**Task goal**
Please reproduce the records below, from their first line through the line containing "xmin=172 ymin=77 xmax=624 ymax=480", inclusive.

**Records for processing**

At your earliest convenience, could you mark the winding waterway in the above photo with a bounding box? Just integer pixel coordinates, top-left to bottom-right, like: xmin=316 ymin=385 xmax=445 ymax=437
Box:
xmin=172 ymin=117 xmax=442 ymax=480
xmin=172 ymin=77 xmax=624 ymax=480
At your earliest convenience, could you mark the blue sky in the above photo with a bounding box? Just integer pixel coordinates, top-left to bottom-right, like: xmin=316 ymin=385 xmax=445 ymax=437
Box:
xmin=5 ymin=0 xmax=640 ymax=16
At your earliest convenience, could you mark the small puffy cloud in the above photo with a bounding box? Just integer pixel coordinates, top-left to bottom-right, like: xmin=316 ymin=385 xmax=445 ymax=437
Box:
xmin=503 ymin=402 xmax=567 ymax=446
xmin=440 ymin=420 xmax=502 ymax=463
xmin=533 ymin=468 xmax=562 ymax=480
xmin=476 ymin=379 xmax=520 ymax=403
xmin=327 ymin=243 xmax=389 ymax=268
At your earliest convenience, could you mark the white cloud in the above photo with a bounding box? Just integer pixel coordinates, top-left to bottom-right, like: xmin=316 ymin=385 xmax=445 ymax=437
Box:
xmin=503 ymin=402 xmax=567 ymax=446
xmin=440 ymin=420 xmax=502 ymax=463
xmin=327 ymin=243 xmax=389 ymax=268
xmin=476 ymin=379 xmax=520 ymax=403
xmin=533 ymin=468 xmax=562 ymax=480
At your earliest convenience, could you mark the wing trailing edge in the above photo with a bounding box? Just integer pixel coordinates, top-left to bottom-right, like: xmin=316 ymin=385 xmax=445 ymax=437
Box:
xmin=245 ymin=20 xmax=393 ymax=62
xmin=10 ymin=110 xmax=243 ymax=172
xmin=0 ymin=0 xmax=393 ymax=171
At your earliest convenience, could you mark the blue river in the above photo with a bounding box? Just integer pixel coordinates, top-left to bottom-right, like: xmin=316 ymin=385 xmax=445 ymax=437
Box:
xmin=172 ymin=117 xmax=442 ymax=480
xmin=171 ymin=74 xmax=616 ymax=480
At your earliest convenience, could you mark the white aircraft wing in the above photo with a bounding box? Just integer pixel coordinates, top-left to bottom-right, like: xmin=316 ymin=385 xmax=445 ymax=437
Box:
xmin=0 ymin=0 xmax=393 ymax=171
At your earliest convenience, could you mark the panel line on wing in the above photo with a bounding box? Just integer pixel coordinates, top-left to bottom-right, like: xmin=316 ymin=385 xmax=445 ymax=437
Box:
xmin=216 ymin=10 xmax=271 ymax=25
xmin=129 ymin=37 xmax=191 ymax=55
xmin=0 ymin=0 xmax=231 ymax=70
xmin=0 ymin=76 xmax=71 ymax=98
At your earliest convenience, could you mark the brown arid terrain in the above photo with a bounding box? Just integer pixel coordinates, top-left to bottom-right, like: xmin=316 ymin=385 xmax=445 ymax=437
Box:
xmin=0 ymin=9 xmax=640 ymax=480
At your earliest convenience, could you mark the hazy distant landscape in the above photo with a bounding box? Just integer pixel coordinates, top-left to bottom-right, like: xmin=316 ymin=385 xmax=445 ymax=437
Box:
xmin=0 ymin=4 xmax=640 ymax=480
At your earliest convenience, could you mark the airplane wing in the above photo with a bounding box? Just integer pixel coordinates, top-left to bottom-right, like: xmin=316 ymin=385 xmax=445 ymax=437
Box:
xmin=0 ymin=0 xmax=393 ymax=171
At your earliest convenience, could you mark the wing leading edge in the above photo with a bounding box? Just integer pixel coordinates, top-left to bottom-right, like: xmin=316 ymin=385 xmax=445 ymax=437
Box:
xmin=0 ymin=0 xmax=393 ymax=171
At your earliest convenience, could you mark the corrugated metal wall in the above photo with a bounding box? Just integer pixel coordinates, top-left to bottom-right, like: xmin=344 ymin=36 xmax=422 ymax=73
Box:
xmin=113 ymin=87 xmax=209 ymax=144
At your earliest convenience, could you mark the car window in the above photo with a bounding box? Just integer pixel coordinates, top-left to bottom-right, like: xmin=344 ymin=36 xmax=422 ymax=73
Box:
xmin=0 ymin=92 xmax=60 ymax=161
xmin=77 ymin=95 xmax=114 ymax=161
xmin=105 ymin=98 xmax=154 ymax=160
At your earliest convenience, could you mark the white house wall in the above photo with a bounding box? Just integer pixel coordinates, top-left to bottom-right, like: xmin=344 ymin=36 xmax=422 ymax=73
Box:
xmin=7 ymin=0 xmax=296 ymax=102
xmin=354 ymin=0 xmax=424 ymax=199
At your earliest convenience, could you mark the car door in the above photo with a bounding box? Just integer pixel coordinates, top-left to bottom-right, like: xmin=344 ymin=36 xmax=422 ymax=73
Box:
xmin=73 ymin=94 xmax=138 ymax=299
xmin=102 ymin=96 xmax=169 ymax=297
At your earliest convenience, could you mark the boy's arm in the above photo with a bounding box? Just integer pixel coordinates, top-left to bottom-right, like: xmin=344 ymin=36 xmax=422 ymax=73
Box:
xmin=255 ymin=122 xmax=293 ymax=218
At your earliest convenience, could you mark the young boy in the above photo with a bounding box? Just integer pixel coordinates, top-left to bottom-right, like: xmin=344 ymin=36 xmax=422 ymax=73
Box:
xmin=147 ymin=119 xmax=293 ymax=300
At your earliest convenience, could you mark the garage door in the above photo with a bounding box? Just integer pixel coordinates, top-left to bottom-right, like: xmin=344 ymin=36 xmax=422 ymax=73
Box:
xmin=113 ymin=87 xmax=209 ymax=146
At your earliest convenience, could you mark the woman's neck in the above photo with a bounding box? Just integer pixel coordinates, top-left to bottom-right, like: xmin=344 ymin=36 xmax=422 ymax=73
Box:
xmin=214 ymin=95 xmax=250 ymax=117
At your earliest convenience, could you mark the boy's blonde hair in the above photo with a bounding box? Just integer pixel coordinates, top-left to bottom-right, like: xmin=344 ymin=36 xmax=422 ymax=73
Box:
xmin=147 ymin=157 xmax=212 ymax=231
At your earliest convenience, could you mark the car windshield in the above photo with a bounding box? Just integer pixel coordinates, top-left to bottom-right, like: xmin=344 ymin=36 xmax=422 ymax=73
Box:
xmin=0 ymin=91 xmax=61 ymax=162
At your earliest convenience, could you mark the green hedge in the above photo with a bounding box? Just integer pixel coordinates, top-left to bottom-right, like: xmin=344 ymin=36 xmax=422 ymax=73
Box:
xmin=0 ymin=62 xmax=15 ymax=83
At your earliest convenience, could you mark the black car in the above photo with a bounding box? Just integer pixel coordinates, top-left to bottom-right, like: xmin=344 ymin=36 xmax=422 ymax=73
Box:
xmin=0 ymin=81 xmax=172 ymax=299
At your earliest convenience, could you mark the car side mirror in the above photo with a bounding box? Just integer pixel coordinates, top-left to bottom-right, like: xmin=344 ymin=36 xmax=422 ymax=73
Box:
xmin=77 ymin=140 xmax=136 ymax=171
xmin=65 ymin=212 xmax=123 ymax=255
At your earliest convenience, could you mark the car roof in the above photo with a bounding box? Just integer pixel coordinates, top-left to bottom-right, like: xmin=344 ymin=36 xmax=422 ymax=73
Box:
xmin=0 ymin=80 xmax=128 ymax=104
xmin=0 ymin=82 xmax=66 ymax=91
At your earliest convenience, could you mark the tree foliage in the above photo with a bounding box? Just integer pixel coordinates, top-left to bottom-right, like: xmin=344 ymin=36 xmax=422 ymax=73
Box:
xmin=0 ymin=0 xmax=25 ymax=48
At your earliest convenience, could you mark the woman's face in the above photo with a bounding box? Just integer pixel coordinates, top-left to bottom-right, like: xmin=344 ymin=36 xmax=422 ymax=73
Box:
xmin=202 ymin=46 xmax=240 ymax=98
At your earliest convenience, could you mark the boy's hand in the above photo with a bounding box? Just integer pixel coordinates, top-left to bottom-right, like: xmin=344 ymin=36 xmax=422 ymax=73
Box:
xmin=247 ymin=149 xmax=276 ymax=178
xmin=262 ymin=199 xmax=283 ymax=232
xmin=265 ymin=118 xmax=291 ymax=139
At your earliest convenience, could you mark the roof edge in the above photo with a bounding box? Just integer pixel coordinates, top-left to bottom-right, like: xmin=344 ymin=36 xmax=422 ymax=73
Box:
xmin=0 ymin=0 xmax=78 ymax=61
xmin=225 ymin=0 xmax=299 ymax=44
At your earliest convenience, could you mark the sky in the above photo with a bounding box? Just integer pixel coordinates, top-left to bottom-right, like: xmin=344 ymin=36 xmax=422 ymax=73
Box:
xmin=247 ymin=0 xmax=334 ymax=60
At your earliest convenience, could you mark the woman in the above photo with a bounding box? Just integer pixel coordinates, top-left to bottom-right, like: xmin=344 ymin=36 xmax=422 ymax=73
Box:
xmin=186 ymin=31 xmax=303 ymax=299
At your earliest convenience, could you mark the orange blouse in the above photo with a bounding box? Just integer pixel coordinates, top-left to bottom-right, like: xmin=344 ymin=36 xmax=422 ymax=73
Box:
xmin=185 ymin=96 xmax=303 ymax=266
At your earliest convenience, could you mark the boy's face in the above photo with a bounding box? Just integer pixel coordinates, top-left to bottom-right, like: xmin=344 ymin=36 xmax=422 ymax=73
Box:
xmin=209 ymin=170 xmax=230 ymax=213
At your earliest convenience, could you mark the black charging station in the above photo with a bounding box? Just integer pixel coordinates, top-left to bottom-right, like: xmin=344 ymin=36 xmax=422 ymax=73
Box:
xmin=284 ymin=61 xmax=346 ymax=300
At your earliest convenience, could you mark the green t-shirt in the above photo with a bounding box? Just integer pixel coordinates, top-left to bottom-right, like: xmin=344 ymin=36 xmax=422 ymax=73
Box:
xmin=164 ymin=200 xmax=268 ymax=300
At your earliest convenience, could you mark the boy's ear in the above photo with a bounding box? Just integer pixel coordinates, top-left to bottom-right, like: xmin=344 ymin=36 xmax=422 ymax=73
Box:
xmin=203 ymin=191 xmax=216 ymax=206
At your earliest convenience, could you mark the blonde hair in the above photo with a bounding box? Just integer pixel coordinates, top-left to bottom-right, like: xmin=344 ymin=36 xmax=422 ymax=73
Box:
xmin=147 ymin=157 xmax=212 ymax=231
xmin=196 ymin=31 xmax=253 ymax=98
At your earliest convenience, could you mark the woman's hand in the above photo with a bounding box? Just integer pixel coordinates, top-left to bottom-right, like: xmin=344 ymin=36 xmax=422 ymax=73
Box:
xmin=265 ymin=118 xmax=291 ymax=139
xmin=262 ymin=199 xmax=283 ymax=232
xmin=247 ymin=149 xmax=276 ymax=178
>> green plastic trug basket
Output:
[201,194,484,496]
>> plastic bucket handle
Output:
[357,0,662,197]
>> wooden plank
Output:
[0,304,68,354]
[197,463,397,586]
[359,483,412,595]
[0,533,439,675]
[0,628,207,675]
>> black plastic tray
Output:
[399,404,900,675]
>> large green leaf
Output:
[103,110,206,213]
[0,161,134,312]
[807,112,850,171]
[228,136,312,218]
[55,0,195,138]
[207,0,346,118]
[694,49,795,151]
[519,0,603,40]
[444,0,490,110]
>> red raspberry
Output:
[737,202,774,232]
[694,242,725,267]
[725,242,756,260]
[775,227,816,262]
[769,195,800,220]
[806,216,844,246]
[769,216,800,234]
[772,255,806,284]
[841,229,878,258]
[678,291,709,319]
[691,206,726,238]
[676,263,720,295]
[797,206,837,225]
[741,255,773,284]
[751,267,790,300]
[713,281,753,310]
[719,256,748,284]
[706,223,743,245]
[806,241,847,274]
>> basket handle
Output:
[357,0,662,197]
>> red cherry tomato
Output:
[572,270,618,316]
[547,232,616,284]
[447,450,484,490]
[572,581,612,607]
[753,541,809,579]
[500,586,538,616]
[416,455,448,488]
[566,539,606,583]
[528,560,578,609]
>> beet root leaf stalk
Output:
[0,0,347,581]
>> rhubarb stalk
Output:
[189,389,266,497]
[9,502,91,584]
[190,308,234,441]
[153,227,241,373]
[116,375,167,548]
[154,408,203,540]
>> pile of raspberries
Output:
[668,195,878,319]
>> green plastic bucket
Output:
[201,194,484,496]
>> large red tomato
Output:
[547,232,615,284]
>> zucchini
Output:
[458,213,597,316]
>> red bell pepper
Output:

**Expected output**
At your earliest convenience, could you mark the winding waterway in the above photo with a bounding box? Just integer pixel coordinates, top-left to bottom-right, like: xmin=316 ymin=385 xmax=445 ymax=437
Box:
xmin=172 ymin=117 xmax=442 ymax=480
xmin=172 ymin=77 xmax=624 ymax=480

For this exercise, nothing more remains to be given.